**Data supplied:**

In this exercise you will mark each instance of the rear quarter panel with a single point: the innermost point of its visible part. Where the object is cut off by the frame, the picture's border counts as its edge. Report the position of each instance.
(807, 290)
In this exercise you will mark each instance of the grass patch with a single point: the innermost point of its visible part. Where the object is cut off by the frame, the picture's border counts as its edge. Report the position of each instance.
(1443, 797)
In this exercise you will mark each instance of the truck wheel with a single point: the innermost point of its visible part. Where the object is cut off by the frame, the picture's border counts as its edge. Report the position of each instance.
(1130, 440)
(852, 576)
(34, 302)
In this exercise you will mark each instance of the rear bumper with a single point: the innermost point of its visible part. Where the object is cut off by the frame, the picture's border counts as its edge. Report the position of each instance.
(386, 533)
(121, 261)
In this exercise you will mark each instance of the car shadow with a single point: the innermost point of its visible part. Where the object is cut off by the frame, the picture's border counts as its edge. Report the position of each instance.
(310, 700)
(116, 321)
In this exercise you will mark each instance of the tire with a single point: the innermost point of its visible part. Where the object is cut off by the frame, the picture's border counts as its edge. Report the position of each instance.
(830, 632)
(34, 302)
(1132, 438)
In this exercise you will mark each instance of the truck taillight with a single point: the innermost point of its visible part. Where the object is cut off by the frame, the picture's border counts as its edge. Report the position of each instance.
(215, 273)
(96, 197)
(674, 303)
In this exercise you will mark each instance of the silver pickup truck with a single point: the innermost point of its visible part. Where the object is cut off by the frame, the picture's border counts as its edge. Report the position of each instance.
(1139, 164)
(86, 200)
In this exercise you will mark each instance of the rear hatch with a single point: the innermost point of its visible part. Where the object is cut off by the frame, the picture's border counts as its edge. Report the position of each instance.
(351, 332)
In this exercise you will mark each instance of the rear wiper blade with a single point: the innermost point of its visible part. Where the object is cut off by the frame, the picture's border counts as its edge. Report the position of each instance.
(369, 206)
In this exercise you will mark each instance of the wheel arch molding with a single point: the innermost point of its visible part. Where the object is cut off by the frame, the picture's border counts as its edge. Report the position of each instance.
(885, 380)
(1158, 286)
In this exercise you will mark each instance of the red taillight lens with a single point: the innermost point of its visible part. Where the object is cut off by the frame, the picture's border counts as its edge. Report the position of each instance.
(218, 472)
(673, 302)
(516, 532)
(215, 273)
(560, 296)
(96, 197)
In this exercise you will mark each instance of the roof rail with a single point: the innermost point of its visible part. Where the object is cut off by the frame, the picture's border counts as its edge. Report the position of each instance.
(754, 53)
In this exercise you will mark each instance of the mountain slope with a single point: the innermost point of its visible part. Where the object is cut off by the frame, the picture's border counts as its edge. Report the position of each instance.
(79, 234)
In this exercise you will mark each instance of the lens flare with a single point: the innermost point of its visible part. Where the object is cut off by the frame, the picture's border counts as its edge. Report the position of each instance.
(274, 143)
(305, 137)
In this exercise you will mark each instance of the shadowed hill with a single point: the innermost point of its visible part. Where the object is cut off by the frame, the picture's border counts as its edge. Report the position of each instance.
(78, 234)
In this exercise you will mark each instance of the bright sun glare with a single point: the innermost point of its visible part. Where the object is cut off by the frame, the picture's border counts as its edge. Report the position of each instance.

**What you have to do:** Repeat the data precisely, line by line.

**Solution to this exercise:**
In this exercise you will mark each instance of the rear quarter panel with a single point: the innermost point of its visible part. Where the object is cut off by the frame, the picture's border counts as its edge. Report the position of each instance.
(807, 290)
In this exercise you will mark each instance of the grass patch with a single point: the innermost point of its visible part. Where the object is cut off by the frame, the picture's border counts as its edge. Report the position of each instance.
(1443, 797)
In this exercise you will mark each instance of the truck wheel with a single point: the innermost point of its visible part. Where the object is cut off by the frame, the picture's border counts as its edge. Report the position of each instance.
(1130, 440)
(852, 576)
(34, 302)
In this exercise you will mark each instance of the rear bumper with a single point: the innermost point of its visible part. Where the object is cut off by the frame, the picture's border counts as its edge. Report the position of each instance.
(386, 533)
(121, 261)
In this exercise you will mark each instance of the car shadow with a single point: the innermost point of its visible part. Where the object is cut off by the frame, the picture's border counts as its edge. Report the position of each instance.
(310, 700)
(116, 321)
In this exercise you will mark each instance of the tire with a single point: the innermost point of its visible part. Where the object is cut off by the frame, the picture's border counts as its edge. Report the position of each instance.
(830, 632)
(34, 302)
(1132, 438)
In this exercise you will mark each instance of the truck taillight with a single point: the innermost point of its visible part. Where the object is cut off by the frame, the picture's border counts as its edge. Report the position of each instance.
(215, 273)
(96, 197)
(674, 303)
In this exercise you will mark each instance of the silver pickup truck with a single point: the innermost point of its visible part. Where the object is cut off by the frame, the picture's border counts as its edge. Report the position of each instance.
(1139, 164)
(86, 200)
In this exercise you will mark each instance of the rear hatch with a single point: the innermost point of its visible part. Where the object is cut off by the frame, the picture's border counts as its edge. Report the position of each instance.
(351, 332)
In this exercise you will mark each instance of the rear wiper blade with a single point: the innermost point of its visible part. Where the object is cut off by the frame, the picture's border counts as its edge. Report the position of each instance.
(369, 206)
In this exercise you will mark each instance of the wheel arch molding with a single point: the innermost point of its visible part. Where the object is cut off by the frame, the picture's border counts as its edge. Report the position of each instance.
(885, 380)
(1158, 286)
In this exercise you will mark each instance of the red taillight lens with a single point: the innermost point of its visible part. Where the object is cut off by the frame, the picture's border counts as its edge. Report the position of each instance.
(218, 472)
(673, 302)
(516, 532)
(215, 273)
(560, 296)
(96, 197)
In this exercise you will mark each instance of the roof rail with a single point: the innermost point of its visible part. Where the object is cut off by the frame, the picture's border counts as its edge. Report the position of each instance.
(754, 53)
In this exercise you will mark each instance of the mountain slope with a single point: the innermost point of its visible part. Where the object is cut off by the frame, the picture's border counts as its edge. Report the position of each instance.
(79, 234)
In this exercise you will mark each instance of the lens flare with a single point: the innermost point of its visible part. Where the object is cut off by the frame, the picture's border counts as its edge. Report the position of each instance.
(274, 143)
(305, 137)
In this exercise you will mark each instance of the shadowed hill with a single point: the innermost point of its visible part. Where the object is cut off by the frame, the picture's border counts as its edge. Report the position of each instance.
(78, 234)
In this exercise you will mark each instance of the bright sun glare with a single point: the innermost point of its visible part. Where the object is cut off by the frame, the picture's border counts as its edge. Report the position of each instance.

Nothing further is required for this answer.